• **Task objective**
Please edit all of the items below so that every "a marker on every instance" becomes "a point on each instance", and leave the rest of each line as it is. Leave the pictures out of your answer.

(Excerpts from point annotation data)
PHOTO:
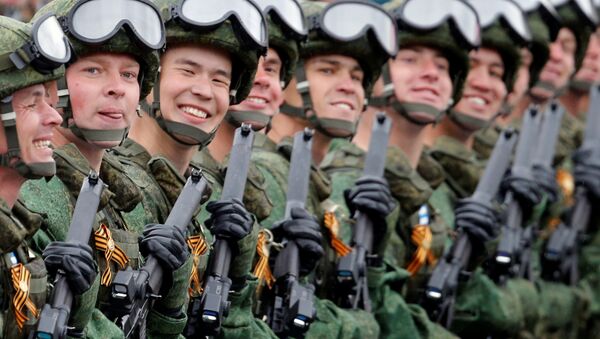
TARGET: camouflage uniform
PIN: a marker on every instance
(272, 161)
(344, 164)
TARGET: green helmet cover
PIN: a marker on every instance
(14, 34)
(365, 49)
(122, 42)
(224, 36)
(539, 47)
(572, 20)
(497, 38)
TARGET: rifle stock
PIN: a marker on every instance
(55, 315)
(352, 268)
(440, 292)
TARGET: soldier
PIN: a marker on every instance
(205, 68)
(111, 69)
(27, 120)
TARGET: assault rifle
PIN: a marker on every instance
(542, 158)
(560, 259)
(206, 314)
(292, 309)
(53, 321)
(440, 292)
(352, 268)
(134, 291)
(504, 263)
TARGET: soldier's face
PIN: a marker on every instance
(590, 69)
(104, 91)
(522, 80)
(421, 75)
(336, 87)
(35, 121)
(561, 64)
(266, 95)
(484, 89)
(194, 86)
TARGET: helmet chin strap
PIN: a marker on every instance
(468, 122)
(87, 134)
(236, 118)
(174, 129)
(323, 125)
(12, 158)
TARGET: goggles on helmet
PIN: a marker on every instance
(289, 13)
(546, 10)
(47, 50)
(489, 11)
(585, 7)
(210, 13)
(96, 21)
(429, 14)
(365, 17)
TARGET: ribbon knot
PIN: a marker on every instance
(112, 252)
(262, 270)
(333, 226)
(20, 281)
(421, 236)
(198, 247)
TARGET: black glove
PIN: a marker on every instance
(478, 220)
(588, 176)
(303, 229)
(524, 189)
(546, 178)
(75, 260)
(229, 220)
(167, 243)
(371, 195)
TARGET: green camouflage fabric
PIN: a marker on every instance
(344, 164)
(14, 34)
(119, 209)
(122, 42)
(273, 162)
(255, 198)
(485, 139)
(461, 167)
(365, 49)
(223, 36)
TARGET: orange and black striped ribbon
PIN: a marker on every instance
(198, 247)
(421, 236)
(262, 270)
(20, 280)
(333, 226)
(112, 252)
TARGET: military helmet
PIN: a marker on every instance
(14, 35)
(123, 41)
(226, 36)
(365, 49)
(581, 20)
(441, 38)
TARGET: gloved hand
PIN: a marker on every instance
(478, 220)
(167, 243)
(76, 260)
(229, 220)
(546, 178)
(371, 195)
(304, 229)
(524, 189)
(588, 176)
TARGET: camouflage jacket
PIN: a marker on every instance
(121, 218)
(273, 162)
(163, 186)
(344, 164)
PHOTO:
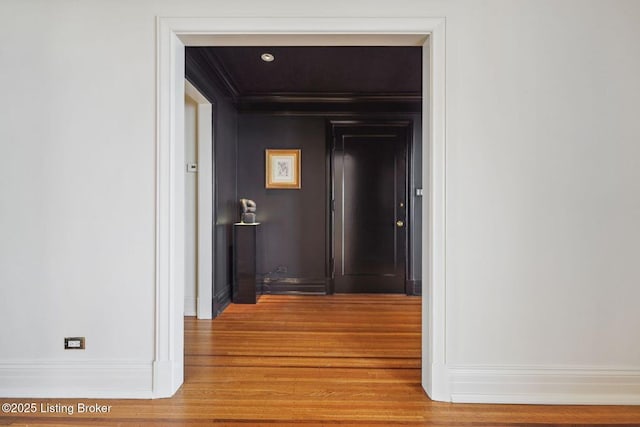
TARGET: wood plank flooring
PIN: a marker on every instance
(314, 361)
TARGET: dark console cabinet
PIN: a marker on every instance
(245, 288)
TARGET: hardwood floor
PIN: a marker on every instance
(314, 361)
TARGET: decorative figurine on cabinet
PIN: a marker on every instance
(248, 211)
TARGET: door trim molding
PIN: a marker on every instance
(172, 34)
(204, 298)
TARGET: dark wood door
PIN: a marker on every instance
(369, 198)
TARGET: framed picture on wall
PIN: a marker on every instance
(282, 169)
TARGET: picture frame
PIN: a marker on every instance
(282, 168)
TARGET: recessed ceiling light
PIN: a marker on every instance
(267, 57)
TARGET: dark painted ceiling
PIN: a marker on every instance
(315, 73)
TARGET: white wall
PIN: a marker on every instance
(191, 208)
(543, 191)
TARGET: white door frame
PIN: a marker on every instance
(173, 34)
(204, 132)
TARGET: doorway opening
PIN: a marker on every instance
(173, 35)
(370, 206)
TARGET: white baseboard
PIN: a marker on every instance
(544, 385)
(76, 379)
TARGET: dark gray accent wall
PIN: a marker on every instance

• **Task solution**
PHOTO:
TARGET: camouflage uniform
PIN: a point on each instance
(272, 161)
(344, 164)
TARGET: green helmet cover
PIN: a point on each instance
(14, 34)
(365, 49)
(122, 42)
(224, 36)
(539, 47)
(572, 20)
(497, 38)
TARGET: rifle stock
PIN: a point on each instance
(55, 315)
(352, 268)
(440, 292)
TARGET: soldier
PIN: a point on each instance
(205, 68)
(111, 69)
(27, 120)
TARGET: assault rifle
PIN: a point on each instance
(542, 158)
(560, 259)
(206, 314)
(292, 309)
(53, 321)
(440, 292)
(352, 268)
(134, 291)
(504, 263)
TARGET: soldier's face
PIN: a point on each instance
(590, 69)
(104, 91)
(522, 80)
(421, 75)
(336, 87)
(35, 121)
(561, 64)
(266, 95)
(484, 89)
(194, 86)
TARGET: helmet chin strap
PIN: a point on each instance
(468, 122)
(87, 134)
(236, 118)
(174, 129)
(323, 125)
(12, 158)
TARGET: goggles on helmet
PIN: a point on each instance
(289, 13)
(546, 10)
(47, 50)
(489, 11)
(585, 7)
(210, 13)
(96, 21)
(429, 14)
(365, 17)
TARGET: ribbon knot
PIN: a point on each instance
(112, 252)
(262, 270)
(333, 226)
(20, 281)
(421, 236)
(198, 247)
TARGET: black glove
PIN: a point on each instance
(478, 220)
(588, 176)
(303, 229)
(524, 189)
(546, 178)
(75, 260)
(229, 220)
(167, 243)
(371, 195)
TARGET: green camouflage fabric
PIN: a point on each instance
(344, 164)
(14, 34)
(119, 209)
(122, 42)
(273, 162)
(255, 198)
(485, 139)
(461, 167)
(365, 49)
(223, 36)
TARGET: orange and black striped ribbon
PIN: a point on each instance
(198, 247)
(421, 236)
(262, 270)
(20, 280)
(333, 226)
(112, 252)
TARGET: military helmet
PIN: a point on each instance
(14, 35)
(123, 41)
(226, 36)
(365, 49)
(581, 20)
(441, 38)
TARGET: gloved hand
PIN: a point on each instance
(478, 220)
(167, 243)
(76, 260)
(229, 220)
(546, 178)
(371, 195)
(304, 229)
(524, 189)
(588, 176)
TARGET: camouflage jacket
PIN: a point on each instance
(121, 218)
(273, 162)
(163, 186)
(344, 164)
PHOTO:
TARGET: wood plank flooring
PIN: a point on each instance
(314, 361)
TARGET: dark console cabinet
PIN: a point on each instance
(245, 288)
TARGET: hardwood floor
PIN: a point on each instance
(314, 361)
TARGET: decorative figurine on cabinet
PIN: a point on each instance
(248, 211)
TARGET: door trim molding
PIN: a point on each instance
(172, 34)
(204, 298)
TARGET: dark wood door
PIN: a point on each instance
(369, 198)
TARGET: framed picture on wall
PIN: a point on each instance
(282, 169)
TARGET: picture frame
PIN: a point on each instance
(282, 168)
TARGET: recessed ceiling light
PIN: a point on each instance
(267, 57)
TARGET: dark painted ceiling
PIN: a point on each instance
(315, 73)
TARGET: white wall
PIN: a point on each instance
(191, 208)
(543, 191)
TARGET: white door frame
PIN: a point on each instance
(173, 34)
(204, 132)
TARGET: doorway opening
PIN: a point on each instance
(173, 35)
(370, 206)
TARGET: white baseboard
PIN: a point on each instance
(544, 385)
(76, 379)
TARGET: dark gray accent wall
PIN: a point on each instance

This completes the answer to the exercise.